> _DATA SHOWN_:
----------------

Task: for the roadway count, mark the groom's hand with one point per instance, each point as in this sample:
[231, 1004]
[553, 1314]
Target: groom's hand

----------------

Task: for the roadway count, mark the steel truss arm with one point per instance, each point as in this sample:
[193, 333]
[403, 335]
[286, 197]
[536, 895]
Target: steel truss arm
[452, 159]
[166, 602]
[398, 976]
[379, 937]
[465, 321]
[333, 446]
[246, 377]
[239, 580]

----------------

> _WORK ITEM_: Copy each line above where the string "Task" occurs.

> _RESPONSE_:
Task: for the roadway count, mark the groom's hand with one point per instance, each point as in this sample:
Task: for the roadway count, mark the steel truss arm with one point per instance, each point as in this sample:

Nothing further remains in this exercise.